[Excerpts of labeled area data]
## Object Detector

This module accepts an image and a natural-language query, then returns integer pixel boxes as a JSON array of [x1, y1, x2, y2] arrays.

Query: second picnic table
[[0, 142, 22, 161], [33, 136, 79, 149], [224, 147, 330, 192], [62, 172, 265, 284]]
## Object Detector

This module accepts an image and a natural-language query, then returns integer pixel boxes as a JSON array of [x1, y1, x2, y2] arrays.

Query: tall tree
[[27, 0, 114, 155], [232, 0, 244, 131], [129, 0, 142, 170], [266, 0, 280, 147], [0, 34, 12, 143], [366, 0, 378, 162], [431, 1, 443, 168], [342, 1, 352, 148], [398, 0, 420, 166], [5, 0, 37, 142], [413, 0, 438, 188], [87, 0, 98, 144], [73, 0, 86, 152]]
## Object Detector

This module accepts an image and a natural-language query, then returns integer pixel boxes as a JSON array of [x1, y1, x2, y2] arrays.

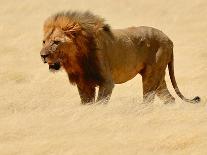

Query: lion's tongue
[[49, 63, 60, 70]]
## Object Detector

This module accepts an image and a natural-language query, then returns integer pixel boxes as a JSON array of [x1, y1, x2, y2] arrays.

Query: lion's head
[[40, 12, 113, 84], [40, 16, 81, 70]]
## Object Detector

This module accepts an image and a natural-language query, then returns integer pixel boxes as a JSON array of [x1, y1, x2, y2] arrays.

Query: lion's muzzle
[[41, 54, 49, 63]]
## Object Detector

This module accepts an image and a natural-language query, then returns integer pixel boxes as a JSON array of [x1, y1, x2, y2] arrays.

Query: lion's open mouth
[[49, 62, 61, 70]]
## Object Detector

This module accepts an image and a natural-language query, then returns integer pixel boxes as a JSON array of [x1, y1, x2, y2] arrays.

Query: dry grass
[[0, 0, 207, 155]]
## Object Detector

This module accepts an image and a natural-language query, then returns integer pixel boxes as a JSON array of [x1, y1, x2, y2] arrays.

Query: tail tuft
[[193, 96, 201, 103]]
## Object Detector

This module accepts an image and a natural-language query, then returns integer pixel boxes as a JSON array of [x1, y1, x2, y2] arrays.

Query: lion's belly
[[112, 65, 143, 84], [109, 48, 144, 84]]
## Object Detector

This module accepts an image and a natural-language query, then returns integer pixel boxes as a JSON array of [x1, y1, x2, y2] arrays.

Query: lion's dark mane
[[50, 11, 113, 86]]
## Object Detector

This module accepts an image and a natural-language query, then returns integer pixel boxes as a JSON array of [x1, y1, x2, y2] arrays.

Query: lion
[[40, 11, 200, 104]]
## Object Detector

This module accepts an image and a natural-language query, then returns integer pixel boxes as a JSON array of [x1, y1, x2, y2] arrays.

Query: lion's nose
[[41, 54, 49, 63], [41, 54, 49, 59]]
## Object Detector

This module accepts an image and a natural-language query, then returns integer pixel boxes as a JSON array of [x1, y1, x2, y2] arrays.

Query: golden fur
[[41, 12, 200, 103]]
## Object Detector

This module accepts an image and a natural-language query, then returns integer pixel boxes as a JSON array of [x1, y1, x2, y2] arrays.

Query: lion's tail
[[168, 54, 201, 103]]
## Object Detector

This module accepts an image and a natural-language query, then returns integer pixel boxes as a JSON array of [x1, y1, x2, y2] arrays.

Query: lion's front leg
[[77, 86, 96, 104], [97, 82, 114, 103]]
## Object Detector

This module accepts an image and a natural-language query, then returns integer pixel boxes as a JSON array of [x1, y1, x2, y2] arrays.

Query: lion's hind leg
[[141, 66, 158, 103], [78, 86, 96, 104], [156, 79, 175, 104]]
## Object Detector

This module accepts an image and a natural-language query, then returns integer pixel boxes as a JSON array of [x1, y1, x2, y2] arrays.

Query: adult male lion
[[40, 12, 200, 103]]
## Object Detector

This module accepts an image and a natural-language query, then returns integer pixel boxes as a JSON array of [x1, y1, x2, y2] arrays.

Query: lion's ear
[[64, 23, 81, 37]]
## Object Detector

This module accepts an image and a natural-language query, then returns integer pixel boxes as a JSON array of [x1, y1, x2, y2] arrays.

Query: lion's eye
[[53, 40, 60, 45]]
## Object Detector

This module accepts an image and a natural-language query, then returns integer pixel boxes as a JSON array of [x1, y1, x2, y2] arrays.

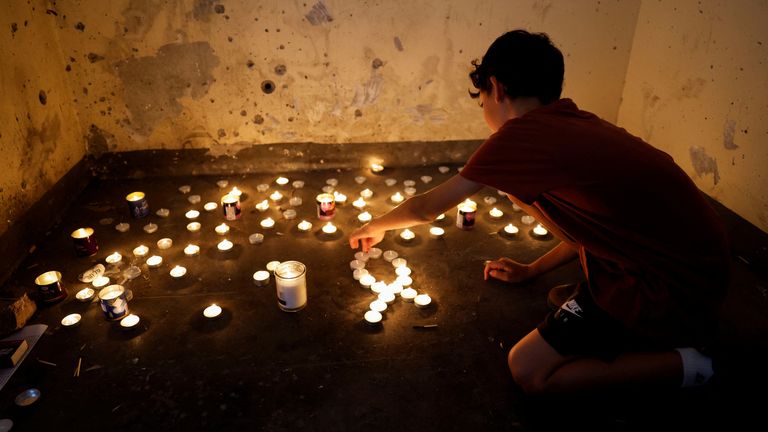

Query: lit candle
[[147, 255, 163, 268], [133, 245, 149, 258], [256, 200, 269, 212], [61, 314, 82, 327], [296, 220, 312, 232], [120, 314, 141, 330], [106, 252, 123, 264], [203, 303, 221, 319], [75, 288, 96, 302], [533, 224, 547, 237], [170, 265, 187, 279], [400, 288, 417, 303], [504, 224, 520, 235], [413, 294, 432, 308], [259, 217, 275, 229], [216, 239, 234, 252], [91, 276, 109, 288], [253, 270, 269, 286], [214, 222, 229, 235], [352, 197, 366, 210], [363, 310, 382, 325], [323, 222, 338, 234], [157, 237, 173, 249], [429, 227, 445, 238], [357, 212, 373, 223], [368, 299, 387, 313]]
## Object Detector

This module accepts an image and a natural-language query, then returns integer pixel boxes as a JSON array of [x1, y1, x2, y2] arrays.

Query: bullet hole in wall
[[261, 80, 275, 94]]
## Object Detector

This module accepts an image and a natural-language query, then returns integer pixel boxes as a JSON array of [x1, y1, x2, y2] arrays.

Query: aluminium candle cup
[[71, 228, 99, 257]]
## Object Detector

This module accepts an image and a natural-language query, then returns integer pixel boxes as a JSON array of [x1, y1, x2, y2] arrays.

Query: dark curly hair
[[469, 30, 565, 105]]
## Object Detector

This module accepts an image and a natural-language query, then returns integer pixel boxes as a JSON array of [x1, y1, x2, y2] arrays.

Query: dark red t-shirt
[[461, 99, 730, 340]]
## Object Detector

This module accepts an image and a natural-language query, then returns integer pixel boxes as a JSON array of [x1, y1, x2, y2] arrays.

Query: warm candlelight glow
[[203, 303, 221, 318], [216, 239, 234, 252], [259, 217, 275, 229], [214, 222, 229, 235]]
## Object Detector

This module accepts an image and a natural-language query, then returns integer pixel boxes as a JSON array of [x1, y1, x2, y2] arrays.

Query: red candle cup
[[72, 228, 99, 257]]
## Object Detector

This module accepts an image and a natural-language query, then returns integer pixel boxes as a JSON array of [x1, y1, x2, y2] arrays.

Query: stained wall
[[619, 0, 768, 231]]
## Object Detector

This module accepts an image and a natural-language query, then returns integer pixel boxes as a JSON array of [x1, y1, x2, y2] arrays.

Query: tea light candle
[[323, 222, 338, 235], [91, 276, 109, 288], [253, 270, 269, 286], [352, 197, 366, 210], [61, 314, 82, 327], [382, 250, 397, 262], [413, 294, 432, 308], [203, 303, 221, 319], [169, 265, 187, 279], [106, 252, 123, 264], [147, 255, 163, 268], [357, 212, 373, 223], [533, 224, 547, 237], [120, 314, 141, 330], [216, 239, 234, 252], [429, 227, 445, 238], [368, 299, 387, 313], [363, 310, 382, 325], [214, 222, 229, 235], [133, 245, 149, 258], [360, 274, 376, 289], [400, 288, 417, 303], [75, 288, 96, 302], [256, 200, 269, 212], [504, 224, 520, 235], [259, 217, 275, 229]]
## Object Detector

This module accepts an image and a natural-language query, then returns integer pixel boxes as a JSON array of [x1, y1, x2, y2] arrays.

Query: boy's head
[[469, 30, 565, 105]]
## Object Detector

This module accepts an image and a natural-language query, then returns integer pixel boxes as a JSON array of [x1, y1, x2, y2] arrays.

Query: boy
[[349, 30, 730, 394]]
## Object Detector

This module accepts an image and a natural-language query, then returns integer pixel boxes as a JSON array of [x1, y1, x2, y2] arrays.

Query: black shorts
[[537, 282, 659, 361]]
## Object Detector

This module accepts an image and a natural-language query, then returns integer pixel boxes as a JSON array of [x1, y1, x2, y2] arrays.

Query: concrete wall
[[0, 0, 640, 238], [619, 0, 768, 231]]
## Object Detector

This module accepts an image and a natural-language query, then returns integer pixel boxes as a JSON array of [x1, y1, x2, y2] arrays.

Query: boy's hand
[[349, 224, 386, 252], [483, 258, 535, 283]]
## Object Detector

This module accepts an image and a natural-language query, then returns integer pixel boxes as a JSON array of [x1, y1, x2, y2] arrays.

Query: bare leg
[[507, 330, 683, 394]]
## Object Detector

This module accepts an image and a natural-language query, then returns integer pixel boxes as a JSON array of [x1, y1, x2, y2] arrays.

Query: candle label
[[275, 261, 307, 312], [317, 193, 336, 220]]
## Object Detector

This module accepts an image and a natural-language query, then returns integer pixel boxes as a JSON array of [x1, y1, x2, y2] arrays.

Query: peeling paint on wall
[[689, 146, 720, 184], [116, 42, 219, 136]]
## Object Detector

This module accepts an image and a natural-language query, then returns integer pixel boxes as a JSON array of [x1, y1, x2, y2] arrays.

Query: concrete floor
[[0, 166, 768, 431]]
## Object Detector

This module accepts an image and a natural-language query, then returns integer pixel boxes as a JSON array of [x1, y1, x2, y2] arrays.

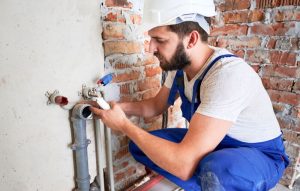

- [OBJECTIVE]: Count the lines in the records above that contain the word "wall", and reply with only that number.

- [COMPLETED EXERCISE]: 4